Extend the interview on poetry and publishing in Africa beyond its final answer.

- **Page text**
——————
AW: You seem to have traveled around and gotten close to the people and the politics in many countries.

 

TRM: I haven’t really travelled that much . . . only in the Southern Africa part, physically, that is. I don’t like travelling. I am more of a territorial person, but I compensate for that with my literary travels, connecting with writers and poets all over the world.

 

AW: How has this affected both your writing and your publishing?

 

TRM: You get to understand writings from all over the world through connections, issues that are in many worlds’ poetry, and you learn from them, adapt your writing, and strengthen your voice.

 

AW: Where do you see the strongest new poetry communities on the continent?

 

TRM: South Africa, Nigeria, Kenya, and Zimbabwe have always been the dominant English-speaking countries, literarily speaking, but I am overjoyed with the intensity in literature happening in countries like Uganda, Ghana, Malawi, Zambia, Tanzania, etc. As for Portuguese in Africa it’s mostly Angola and Mozambique, and for French in Africa, its Cameroon, DRC, Ivory Coast, etc.
——————
- **Recorded information**

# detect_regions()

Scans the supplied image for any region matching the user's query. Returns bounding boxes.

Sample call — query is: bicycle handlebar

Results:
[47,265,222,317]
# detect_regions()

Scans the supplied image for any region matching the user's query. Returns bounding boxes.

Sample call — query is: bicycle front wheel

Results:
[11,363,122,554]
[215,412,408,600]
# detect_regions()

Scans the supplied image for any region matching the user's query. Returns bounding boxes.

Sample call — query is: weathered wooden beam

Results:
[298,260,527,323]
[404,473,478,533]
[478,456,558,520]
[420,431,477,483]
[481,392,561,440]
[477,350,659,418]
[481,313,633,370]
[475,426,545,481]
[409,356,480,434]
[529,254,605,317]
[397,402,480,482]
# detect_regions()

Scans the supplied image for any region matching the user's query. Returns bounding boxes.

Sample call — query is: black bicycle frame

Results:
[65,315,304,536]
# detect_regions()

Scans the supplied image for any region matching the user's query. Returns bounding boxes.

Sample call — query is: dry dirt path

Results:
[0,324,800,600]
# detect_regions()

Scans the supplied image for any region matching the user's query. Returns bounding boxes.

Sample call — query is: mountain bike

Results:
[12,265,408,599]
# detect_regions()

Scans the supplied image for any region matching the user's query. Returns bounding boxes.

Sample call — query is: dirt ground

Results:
——————
- **Final answer**
 

AW: Speaking of politics, where is it dangerous to be a public poet? Where is it safest? Where are poets most encouraged?

 

TRM: South Africa has more freedoms generally speaking, but we are seeing a lot of public poets coming from all over the continent. There is always danger from political establishments in Africa, but a lot of politicians are becoming increasingly indifferent to being criticized by their poets and are content just ignoring them and their grievances, making the work of cultural practitioners a bit safer. African governments don’t support the arts like, say, the US government does. Our artists are ignored as long as we stay within our territory of writing, publishing, and reading to the small literary market, but when a poet is so big he can touch a chunk of the electorate with his work then he becomes a target of these politicians. The only way I feel I can be safe is to avoid public spaces. Up to now I have not known how to enter that space, but other poets have done so and have great careers as public poets. A lot of poets in Africa are more book poets.

 

AW: As an outsider, following along with you, some of my other African friends, and the western media, I get a patchwork of what is happening in places like Nigeria and Zimbabwe, and now in South Africa. Where are the bright spots? And where are the places where things are falling apart?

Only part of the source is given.